§ **Task**:
The output should consist solely of the line containing "[[[137,112],[139,236],[241,202]]]" and the lines that follow it through the end of the data below.

§ **The input**:
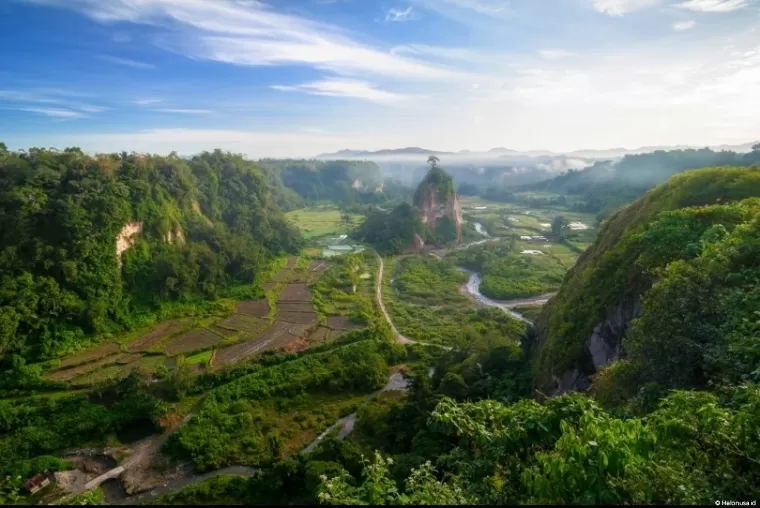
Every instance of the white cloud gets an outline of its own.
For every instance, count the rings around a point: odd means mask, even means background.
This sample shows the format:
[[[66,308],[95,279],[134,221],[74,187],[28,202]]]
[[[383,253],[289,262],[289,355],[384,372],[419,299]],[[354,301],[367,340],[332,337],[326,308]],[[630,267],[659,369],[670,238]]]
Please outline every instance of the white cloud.
[[[101,113],[107,108],[102,106],[94,106],[91,104],[82,104],[77,101],[73,101],[68,97],[81,97],[81,94],[71,92],[69,90],[62,90],[58,88],[32,88],[29,90],[0,90],[0,102],[6,102],[11,104],[17,104],[24,106],[24,111],[32,113],[48,114],[48,116],[58,116],[61,118],[70,117],[76,114],[79,110],[85,113]],[[53,108],[38,108],[36,106],[31,107],[33,104],[50,104]],[[66,109],[64,109],[66,108]],[[81,115],[85,116],[85,115]]]
[[[749,6],[749,0],[687,0],[678,4],[682,9],[699,12],[732,12]]]
[[[390,22],[396,22],[396,21],[412,21],[417,19],[416,13],[412,9],[412,6],[406,8],[406,10],[401,9],[389,9],[388,12],[385,14],[385,21]]]
[[[21,111],[28,113],[37,113],[39,115],[50,116],[53,118],[83,118],[87,115],[78,111],[58,108],[19,108]]]
[[[213,111],[208,109],[187,109],[187,108],[162,108],[155,109],[160,113],[177,113],[179,115],[210,115]]]
[[[275,90],[284,92],[305,92],[328,97],[352,97],[379,104],[395,104],[412,97],[375,88],[371,83],[354,79],[325,79],[302,85],[274,85]]]
[[[564,49],[542,49],[538,52],[539,56],[545,60],[560,60],[570,56],[575,56],[575,53],[565,51]]]
[[[660,0],[593,0],[594,8],[610,16],[622,16],[629,12],[651,7]]]
[[[455,78],[459,73],[394,56],[342,35],[339,27],[232,0],[26,0],[75,9],[103,23],[173,27],[162,46],[194,58],[235,65],[301,64],[340,74]],[[184,30],[176,30],[176,28]]]
[[[106,111],[108,108],[104,108],[101,106],[88,106],[88,105],[81,105],[81,106],[73,106],[74,108],[78,109],[79,111],[84,111],[85,113],[102,113],[103,111]]]
[[[106,62],[111,62],[118,65],[125,65],[127,67],[132,67],[134,69],[155,69],[156,68],[156,66],[153,64],[139,62],[137,60],[130,60],[129,58],[121,58],[118,56],[101,55],[98,58],[101,60],[105,60]]]
[[[673,30],[677,32],[683,32],[684,30],[689,30],[695,26],[697,26],[697,22],[693,19],[690,19],[689,21],[679,21],[678,23],[673,23]]]

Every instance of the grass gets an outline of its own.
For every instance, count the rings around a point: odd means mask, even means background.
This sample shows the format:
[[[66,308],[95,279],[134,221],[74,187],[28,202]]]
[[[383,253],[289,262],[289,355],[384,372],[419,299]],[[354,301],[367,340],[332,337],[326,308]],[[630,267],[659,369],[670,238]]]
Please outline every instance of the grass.
[[[339,209],[324,206],[294,210],[286,213],[285,217],[301,230],[304,237],[315,238],[326,235],[348,234],[363,220],[361,215],[349,214],[351,222],[346,223],[342,219],[342,215],[343,212]]]
[[[208,365],[211,361],[212,350],[201,351],[186,358],[188,365]]]

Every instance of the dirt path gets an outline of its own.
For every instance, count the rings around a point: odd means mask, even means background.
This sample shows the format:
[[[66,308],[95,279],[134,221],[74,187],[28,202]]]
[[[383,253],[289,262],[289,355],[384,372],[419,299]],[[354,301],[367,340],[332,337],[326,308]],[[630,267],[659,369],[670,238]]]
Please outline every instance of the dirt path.
[[[127,496],[124,499],[117,502],[112,502],[111,504],[136,505],[136,504],[150,503],[150,502],[155,501],[161,496],[172,494],[174,492],[184,489],[185,487],[188,487],[190,485],[195,485],[196,483],[204,482],[208,480],[209,478],[213,478],[215,476],[220,476],[220,475],[253,476],[256,474],[257,471],[258,469],[253,468],[253,467],[247,467],[247,466],[225,467],[222,469],[217,469],[216,471],[211,471],[209,473],[193,475],[193,476],[189,476],[185,478],[179,478],[172,482],[166,483],[161,487],[158,487],[146,492],[142,492],[134,496]]]

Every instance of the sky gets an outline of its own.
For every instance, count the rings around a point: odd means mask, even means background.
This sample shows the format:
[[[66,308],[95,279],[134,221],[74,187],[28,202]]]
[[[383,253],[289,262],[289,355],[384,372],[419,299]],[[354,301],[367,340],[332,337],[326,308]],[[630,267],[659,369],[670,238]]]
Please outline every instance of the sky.
[[[0,58],[12,149],[760,140],[760,0],[0,0]]]

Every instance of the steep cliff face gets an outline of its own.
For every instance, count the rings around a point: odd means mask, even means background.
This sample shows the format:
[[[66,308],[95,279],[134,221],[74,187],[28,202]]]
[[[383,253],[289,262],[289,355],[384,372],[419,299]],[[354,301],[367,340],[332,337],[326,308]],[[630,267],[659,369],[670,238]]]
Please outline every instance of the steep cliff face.
[[[671,178],[613,214],[535,321],[536,389],[558,395],[589,388],[594,374],[628,357],[625,344],[662,270],[699,255],[713,229],[737,215],[703,205],[760,193],[760,173],[709,168]],[[677,333],[674,332],[674,333]]]
[[[438,167],[430,169],[417,187],[414,206],[437,242],[461,241],[462,208],[448,173]]]

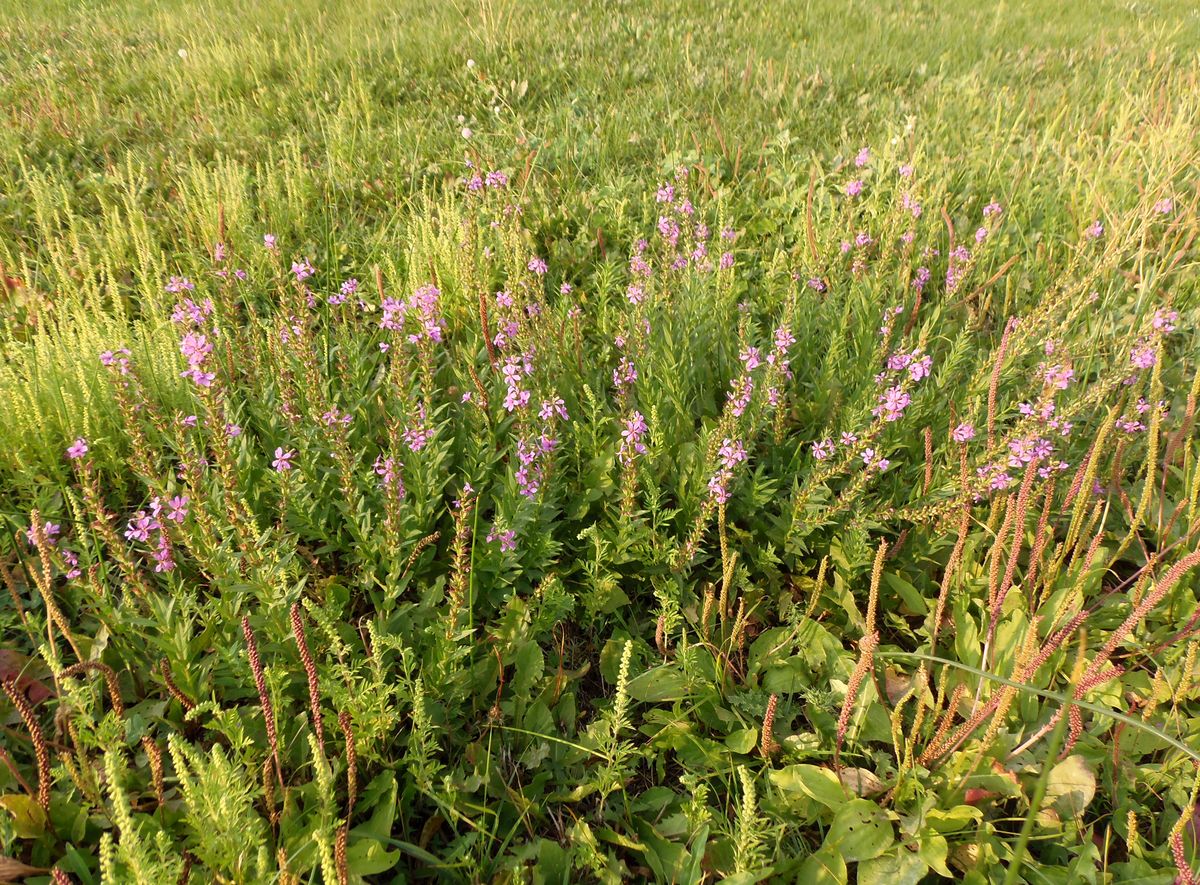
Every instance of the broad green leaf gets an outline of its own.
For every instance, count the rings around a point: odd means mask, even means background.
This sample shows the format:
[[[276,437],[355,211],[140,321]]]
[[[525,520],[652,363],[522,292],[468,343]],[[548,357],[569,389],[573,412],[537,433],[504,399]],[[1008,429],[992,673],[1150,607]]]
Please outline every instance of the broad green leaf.
[[[858,885],[917,885],[929,866],[914,851],[900,846],[858,865]]]
[[[687,697],[688,680],[674,666],[654,667],[629,680],[626,689],[635,701],[660,703]]]
[[[46,812],[24,793],[0,796],[0,806],[13,817],[13,829],[21,839],[40,839],[46,832]]]
[[[797,792],[826,808],[840,808],[847,799],[837,775],[816,765],[789,765],[770,774],[771,783],[785,793]]]
[[[1046,803],[1059,817],[1080,817],[1096,795],[1096,775],[1079,755],[1068,756],[1050,769]]]
[[[800,865],[797,882],[806,885],[846,885],[846,859],[828,845],[810,854]]]
[[[894,842],[887,813],[867,799],[851,799],[842,805],[825,834],[825,844],[849,862],[878,857]]]
[[[939,833],[965,830],[983,820],[983,811],[974,805],[955,805],[953,808],[931,808],[925,812],[925,823]]]
[[[735,753],[749,753],[757,745],[757,728],[742,728],[725,736],[725,746]]]

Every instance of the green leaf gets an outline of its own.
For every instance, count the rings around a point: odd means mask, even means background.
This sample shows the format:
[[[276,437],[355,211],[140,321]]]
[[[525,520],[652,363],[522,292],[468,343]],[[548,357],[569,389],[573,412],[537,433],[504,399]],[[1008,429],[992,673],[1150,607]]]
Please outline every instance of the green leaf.
[[[1096,775],[1079,755],[1068,756],[1050,769],[1046,803],[1061,818],[1082,816],[1096,795]]]
[[[24,793],[0,796],[0,806],[13,816],[13,830],[19,839],[40,839],[46,832],[46,812]]]
[[[917,854],[939,876],[945,876],[947,879],[954,878],[950,868],[946,866],[950,846],[947,844],[945,836],[929,829],[922,830],[917,836]]]
[[[725,736],[725,746],[735,753],[749,753],[757,744],[757,728],[741,728]]]
[[[511,691],[516,697],[525,697],[542,678],[546,667],[542,649],[536,642],[526,642],[517,651],[516,673],[513,675]]]
[[[858,865],[858,885],[917,885],[929,865],[903,846]]]
[[[929,606],[926,604],[925,598],[921,595],[921,591],[904,580],[904,578],[892,572],[884,572],[883,579],[889,587],[896,591],[896,594],[908,610],[907,613],[914,615],[929,613]]]
[[[358,876],[375,876],[386,873],[400,860],[399,851],[388,851],[383,843],[373,838],[351,842],[346,849],[346,866]]]
[[[785,793],[801,793],[826,808],[840,808],[846,802],[846,790],[828,768],[789,765],[772,771],[770,778]]]
[[[800,865],[797,882],[806,885],[846,885],[846,859],[828,845],[810,854]]]
[[[894,842],[887,813],[867,799],[851,799],[843,804],[825,834],[825,845],[851,862],[878,857]]]
[[[635,701],[677,701],[690,694],[688,679],[673,665],[654,667],[629,680],[626,689]]]
[[[974,805],[955,805],[953,808],[931,808],[925,813],[925,823],[939,833],[967,829],[973,822],[983,820],[983,811]]]
[[[392,822],[396,819],[396,775],[390,771],[372,778],[363,790],[362,804],[374,806],[369,820],[350,831],[351,836],[383,840],[392,834]]]

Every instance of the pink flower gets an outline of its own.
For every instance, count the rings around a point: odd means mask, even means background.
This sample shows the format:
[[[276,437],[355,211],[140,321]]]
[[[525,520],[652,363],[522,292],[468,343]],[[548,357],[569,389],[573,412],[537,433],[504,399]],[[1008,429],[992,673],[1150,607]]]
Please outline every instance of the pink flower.
[[[158,529],[158,520],[147,514],[145,510],[139,510],[129,520],[129,524],[125,528],[125,537],[130,541],[141,541],[144,544],[150,540],[150,533],[156,532]]]
[[[856,178],[856,179],[854,179],[853,181],[851,181],[851,182],[848,182],[848,183],[846,184],[845,191],[846,191],[846,196],[848,196],[848,197],[857,197],[857,196],[858,196],[859,194],[861,194],[861,193],[862,193],[862,191],[863,191],[863,182],[862,182],[862,179],[861,179],[861,178]]]
[[[1047,366],[1042,369],[1042,378],[1048,387],[1066,390],[1075,378],[1075,370],[1060,365]]]
[[[67,571],[68,581],[73,581],[83,574],[83,569],[79,567],[79,555],[75,553],[74,550],[67,550],[64,548],[62,551],[62,557],[66,564],[70,566],[70,569]]]
[[[550,269],[549,265],[547,265],[543,259],[538,258],[537,256],[530,258],[529,264],[527,264],[526,267],[528,267],[531,271],[533,271],[535,274],[538,274],[539,276],[544,274],[547,270]]]
[[[60,526],[56,522],[50,522],[49,520],[47,520],[46,522],[44,522],[42,524],[42,534],[46,536],[46,541],[50,544],[51,547],[54,546],[55,538],[58,537],[58,534],[61,531],[62,531],[62,526]],[[34,530],[32,528],[26,530],[25,539],[27,541],[29,541],[29,543],[32,544],[34,547],[37,546],[37,534],[34,532]]]
[[[549,421],[555,416],[558,416],[563,421],[568,420],[567,404],[563,402],[560,396],[542,400],[542,408],[538,411],[538,417],[543,421]]]
[[[617,449],[617,460],[622,464],[628,464],[635,455],[646,454],[646,446],[642,442],[642,437],[649,429],[641,412],[633,412],[626,418],[625,429],[621,431],[621,445]]]
[[[1170,215],[1171,210],[1175,208],[1175,201],[1170,197],[1164,197],[1154,204],[1154,211],[1159,215]]]
[[[733,472],[727,468],[722,468],[712,475],[708,480],[708,494],[718,504],[725,504],[729,501],[729,483],[733,480]]]
[[[176,495],[167,502],[167,507],[170,512],[167,514],[167,519],[174,520],[180,525],[187,519],[188,515],[188,497],[187,495]]]
[[[818,461],[824,461],[833,454],[833,440],[823,439],[812,444],[812,455]]]
[[[870,162],[871,162],[871,149],[870,148],[863,148],[862,150],[860,150],[858,152],[857,156],[855,156],[855,158],[854,158],[854,165],[858,166],[860,169],[863,166],[866,166]]]
[[[951,432],[950,436],[956,443],[965,443],[975,438],[975,425],[963,422]]]
[[[1154,348],[1139,344],[1129,354],[1129,361],[1133,363],[1134,368],[1149,369],[1158,361],[1158,355],[1154,352]]]
[[[275,234],[263,234],[263,248],[268,252],[275,251]]]
[[[749,457],[746,454],[746,447],[742,445],[741,440],[731,440],[728,437],[721,443],[721,447],[717,450],[717,455],[720,456],[721,463],[727,470],[732,470]]]
[[[284,451],[283,447],[275,449],[275,460],[271,462],[271,466],[278,472],[284,473],[292,469],[292,459],[296,457],[294,451]]]
[[[1154,319],[1151,321],[1151,324],[1154,326],[1155,331],[1169,335],[1175,331],[1175,323],[1178,320],[1179,311],[1159,308],[1154,311]]]
[[[492,526],[492,530],[487,535],[487,542],[491,544],[493,541],[500,542],[501,553],[509,553],[517,549],[517,533],[513,529],[501,531]]]
[[[80,458],[86,455],[87,452],[87,440],[81,436],[76,439],[75,442],[71,443],[70,447],[67,449],[67,457],[72,461],[78,461]]]
[[[929,377],[929,372],[932,368],[933,357],[925,354],[919,360],[914,360],[908,364],[908,377],[913,381],[920,381],[922,378]]]
[[[613,369],[613,387],[620,393],[638,379],[637,369],[627,357],[621,357],[617,367]]]
[[[1104,236],[1104,225],[1099,221],[1093,221],[1087,230],[1083,232],[1089,240],[1098,240]]]
[[[307,258],[292,262],[292,273],[296,275],[296,282],[298,283],[303,283],[316,272],[316,268],[312,266]]]
[[[879,396],[879,404],[871,410],[876,417],[885,421],[896,421],[904,414],[912,398],[900,387],[889,387]]]

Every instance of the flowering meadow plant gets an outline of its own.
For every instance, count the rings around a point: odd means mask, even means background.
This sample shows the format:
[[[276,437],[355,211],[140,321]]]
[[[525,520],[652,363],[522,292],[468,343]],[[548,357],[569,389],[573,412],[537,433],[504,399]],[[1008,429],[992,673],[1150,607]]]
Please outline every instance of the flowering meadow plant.
[[[0,879],[1195,881],[1175,148],[1054,225],[903,127],[568,215],[488,120],[369,247],[38,191],[5,267],[86,292],[0,304]]]

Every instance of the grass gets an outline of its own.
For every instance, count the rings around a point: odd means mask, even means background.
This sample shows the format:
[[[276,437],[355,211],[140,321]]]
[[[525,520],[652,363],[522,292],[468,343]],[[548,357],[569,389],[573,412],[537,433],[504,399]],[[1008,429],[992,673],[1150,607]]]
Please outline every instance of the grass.
[[[0,878],[1194,880],[1189,4],[0,36]]]

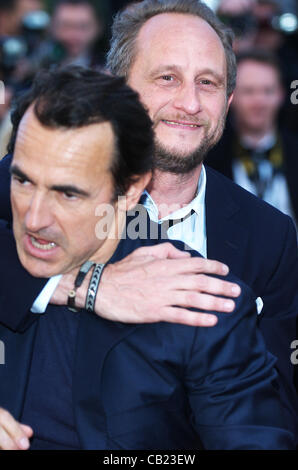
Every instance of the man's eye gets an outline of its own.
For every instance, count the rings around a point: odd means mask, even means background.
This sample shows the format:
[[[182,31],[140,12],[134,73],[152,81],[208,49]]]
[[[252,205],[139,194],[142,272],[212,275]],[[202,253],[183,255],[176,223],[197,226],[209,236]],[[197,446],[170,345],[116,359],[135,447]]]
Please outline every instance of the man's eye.
[[[174,80],[174,78],[172,77],[172,75],[162,75],[161,77],[163,80],[166,80],[167,82],[171,82]]]
[[[63,197],[65,199],[67,199],[68,201],[75,201],[77,199],[76,194],[72,194],[72,193],[68,193],[68,192],[65,192],[65,193],[62,193],[62,194],[63,194]]]
[[[207,79],[204,79],[204,80],[201,80],[201,83],[203,85],[212,85],[213,83],[211,82],[211,80],[207,80]]]
[[[26,178],[22,178],[21,176],[13,175],[12,179],[23,186],[30,184],[30,181],[28,181]]]
[[[75,194],[72,194],[72,193],[68,193],[68,192],[65,192],[65,193],[62,193],[63,194],[63,197],[69,201],[73,201],[75,199],[77,199],[77,196]]]

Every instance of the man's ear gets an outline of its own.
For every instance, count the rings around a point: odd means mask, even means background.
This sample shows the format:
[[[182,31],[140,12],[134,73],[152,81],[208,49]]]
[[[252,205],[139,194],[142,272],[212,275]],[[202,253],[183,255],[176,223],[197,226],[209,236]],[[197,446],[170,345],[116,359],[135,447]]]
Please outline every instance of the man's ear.
[[[138,179],[129,187],[125,195],[125,210],[129,211],[133,209],[140,200],[144,189],[148,186],[149,181],[152,178],[151,171],[144,175],[138,176]],[[124,209],[124,207],[123,207]]]
[[[233,101],[233,98],[234,98],[234,93],[232,93],[230,96],[229,96],[229,99],[228,99],[228,103],[227,103],[227,113],[229,111],[229,108],[230,108],[230,105]]]

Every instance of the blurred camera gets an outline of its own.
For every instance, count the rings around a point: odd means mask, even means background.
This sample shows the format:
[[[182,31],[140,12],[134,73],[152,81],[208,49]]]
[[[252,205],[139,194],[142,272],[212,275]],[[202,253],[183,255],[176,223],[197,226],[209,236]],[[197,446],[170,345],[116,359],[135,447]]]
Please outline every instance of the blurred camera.
[[[42,41],[50,23],[45,11],[33,11],[22,20],[20,36],[0,38],[0,73],[1,79],[10,81],[16,66],[23,59],[30,62],[34,49]]]

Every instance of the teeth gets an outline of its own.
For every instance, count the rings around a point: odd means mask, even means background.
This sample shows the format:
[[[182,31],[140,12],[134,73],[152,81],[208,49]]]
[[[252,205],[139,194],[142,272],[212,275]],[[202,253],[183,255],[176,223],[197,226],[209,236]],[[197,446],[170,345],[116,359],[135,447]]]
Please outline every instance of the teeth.
[[[198,124],[181,124],[180,122],[174,122],[174,121],[166,121],[164,119],[164,122],[167,124],[174,124],[175,126],[181,126],[181,127],[199,127]]]
[[[53,248],[55,248],[55,246],[57,246],[56,243],[54,242],[50,242],[50,243],[47,243],[46,245],[42,245],[41,243],[38,243],[38,241],[34,237],[30,237],[30,240],[31,240],[32,245],[35,246],[36,248],[39,248],[39,250],[48,251],[48,250],[52,250]]]

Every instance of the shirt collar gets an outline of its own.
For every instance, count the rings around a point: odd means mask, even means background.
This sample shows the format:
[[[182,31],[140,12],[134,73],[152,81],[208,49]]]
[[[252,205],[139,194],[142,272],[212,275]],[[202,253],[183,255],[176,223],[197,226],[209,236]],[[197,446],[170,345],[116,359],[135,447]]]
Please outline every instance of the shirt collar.
[[[151,220],[154,220],[155,222],[163,222],[164,220],[168,219],[181,219],[182,217],[185,217],[191,210],[194,210],[196,214],[199,214],[199,212],[202,210],[202,206],[205,204],[205,194],[206,194],[206,170],[204,165],[202,165],[202,170],[198,182],[198,189],[197,189],[197,194],[195,198],[187,205],[184,207],[181,207],[180,209],[171,212],[168,214],[166,217],[163,217],[162,219],[158,220],[158,208],[155,202],[153,201],[152,197],[148,193],[148,191],[144,191],[142,194],[141,202],[144,205],[144,207],[147,209],[148,214],[150,216]]]
[[[267,150],[272,149],[276,143],[276,134],[275,132],[268,132],[262,139],[258,142],[258,145],[255,147],[255,150],[258,152],[267,152]],[[241,139],[241,144],[244,148],[254,147],[249,138],[244,137]]]

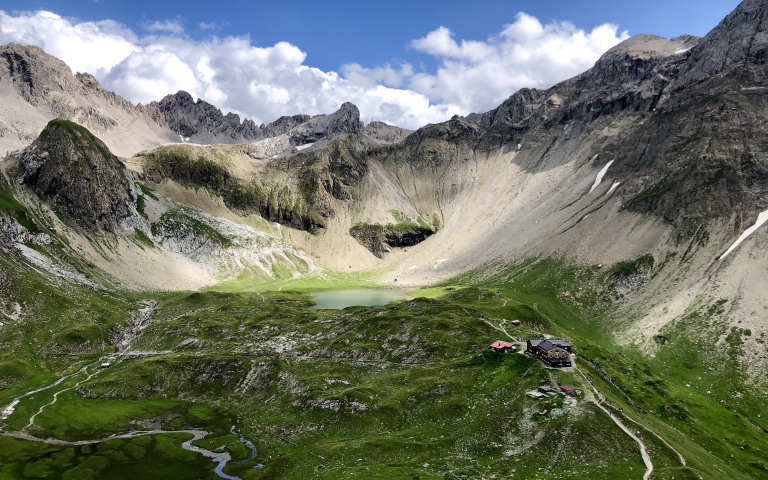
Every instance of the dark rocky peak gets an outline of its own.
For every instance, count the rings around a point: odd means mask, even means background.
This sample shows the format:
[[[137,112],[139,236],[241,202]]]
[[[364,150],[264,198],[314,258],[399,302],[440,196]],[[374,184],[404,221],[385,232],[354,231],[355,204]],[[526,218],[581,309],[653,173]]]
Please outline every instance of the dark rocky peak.
[[[240,121],[235,113],[224,115],[221,110],[189,93],[166,95],[160,102],[147,106],[155,121],[167,125],[183,141],[192,143],[248,143],[288,133],[306,123],[309,115],[280,117],[269,125],[256,125],[248,118]]]
[[[180,90],[166,95],[160,102],[153,102],[156,121],[185,139],[196,143],[240,143],[263,138],[256,124],[247,120],[240,123],[234,113],[224,115],[221,110],[202,99],[195,101],[192,95]]]
[[[288,133],[292,128],[308,122],[310,118],[312,117],[309,115],[283,116],[269,125],[262,125],[259,128],[264,132],[264,138],[272,138]]]
[[[768,60],[768,2],[745,0],[691,49],[679,86],[743,68],[746,78],[764,82]]]
[[[447,122],[421,127],[406,137],[402,145],[409,149],[431,150],[435,141],[456,145],[474,146],[483,134],[476,121],[454,115]]]
[[[291,145],[305,145],[320,139],[334,140],[359,134],[360,110],[350,102],[342,104],[341,108],[329,115],[315,115],[288,133]]]
[[[19,183],[82,229],[100,234],[143,225],[136,212],[133,179],[85,127],[51,120],[18,158]]]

§ **The answer**:
[[[137,112],[139,236],[241,202]]]
[[[364,150],[264,198],[314,258],[399,302],[440,196]],[[374,184],[404,221],[385,232],[354,231],[355,204]],[[526,218],[581,309],[653,173]]]
Please outline every instance of the dark rocky peak.
[[[240,121],[235,113],[224,115],[221,110],[189,93],[166,95],[160,102],[147,106],[155,121],[167,125],[183,141],[192,143],[248,143],[288,133],[306,123],[309,115],[280,117],[269,125],[256,125],[248,118]]]
[[[180,90],[166,95],[160,102],[153,102],[156,121],[185,139],[196,143],[240,143],[263,138],[256,124],[247,120],[240,123],[234,113],[224,115],[221,110],[202,99],[195,101],[192,95]]]
[[[288,133],[292,128],[308,122],[310,118],[312,117],[309,115],[283,116],[269,125],[262,125],[259,128],[264,132],[264,138],[272,138]]]
[[[768,60],[768,2],[745,0],[691,49],[679,86],[743,68],[746,78],[764,82]]]
[[[447,122],[421,127],[406,137],[402,145],[409,149],[431,150],[435,141],[456,145],[474,146],[483,134],[476,121],[454,115]]]
[[[291,145],[305,145],[320,139],[334,140],[359,134],[360,110],[350,102],[342,104],[341,108],[329,115],[315,115],[288,133]]]
[[[19,183],[82,229],[100,234],[143,225],[136,212],[133,179],[85,127],[51,120],[18,158]]]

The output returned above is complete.